## PROBLEM TO SOLVE
Copy out nothing but the line containing "column 110, row 102" and the lines that follow it to the end of the entries, exactly as they stand.

------

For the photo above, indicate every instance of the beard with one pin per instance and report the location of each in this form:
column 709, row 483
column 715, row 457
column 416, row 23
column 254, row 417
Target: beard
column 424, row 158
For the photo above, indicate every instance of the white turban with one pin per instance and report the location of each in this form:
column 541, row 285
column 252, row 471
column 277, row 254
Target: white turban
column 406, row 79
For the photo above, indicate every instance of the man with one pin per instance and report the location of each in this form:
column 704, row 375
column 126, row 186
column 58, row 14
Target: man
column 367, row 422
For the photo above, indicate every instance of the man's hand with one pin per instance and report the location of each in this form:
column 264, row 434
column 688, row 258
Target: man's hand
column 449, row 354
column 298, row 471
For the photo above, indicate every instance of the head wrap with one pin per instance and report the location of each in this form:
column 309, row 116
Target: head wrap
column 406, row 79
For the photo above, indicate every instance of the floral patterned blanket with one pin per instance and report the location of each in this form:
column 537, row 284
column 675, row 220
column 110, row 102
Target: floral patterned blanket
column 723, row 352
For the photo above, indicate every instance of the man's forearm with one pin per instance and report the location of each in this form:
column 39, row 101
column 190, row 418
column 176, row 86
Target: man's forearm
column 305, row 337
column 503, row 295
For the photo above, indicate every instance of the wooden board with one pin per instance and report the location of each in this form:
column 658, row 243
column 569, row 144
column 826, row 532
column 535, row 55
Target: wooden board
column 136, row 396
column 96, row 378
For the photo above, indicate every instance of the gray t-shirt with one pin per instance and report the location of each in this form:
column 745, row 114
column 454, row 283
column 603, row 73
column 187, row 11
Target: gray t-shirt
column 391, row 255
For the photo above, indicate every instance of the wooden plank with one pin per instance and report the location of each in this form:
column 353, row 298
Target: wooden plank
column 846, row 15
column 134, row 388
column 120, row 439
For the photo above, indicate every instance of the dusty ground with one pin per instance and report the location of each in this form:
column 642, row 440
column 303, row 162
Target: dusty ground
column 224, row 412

------

## EXERCISE RESULT
column 110, row 102
Target: floral patterned blanket
column 723, row 352
For the photo above, indicate every instance of the man's forearm with one pin per instance and report the location of each in this form:
column 39, row 101
column 190, row 418
column 176, row 86
Target: man's forearm
column 305, row 337
column 503, row 295
For the photo above, indicate every instance of the wooden board with one pin per instance and report the location of each in this form:
column 658, row 243
column 569, row 144
column 826, row 532
column 535, row 55
Target: wooden board
column 136, row 396
column 96, row 378
For the photo above, indicate every instance of the gray t-shirt with one pin per instance and report the location of each in this form:
column 745, row 114
column 454, row 283
column 603, row 73
column 187, row 11
Target: gray t-shirt
column 391, row 255
For the photo above, indicate every instance of the wooden plank with one pin per instance and report the location of each in this form:
column 353, row 298
Target: wooden plank
column 846, row 15
column 134, row 388
column 120, row 439
For the photo above, indicate every instance of the dusty ground with one pin per instance and report the location of each in this form:
column 642, row 440
column 303, row 162
Target: dusty ground
column 224, row 412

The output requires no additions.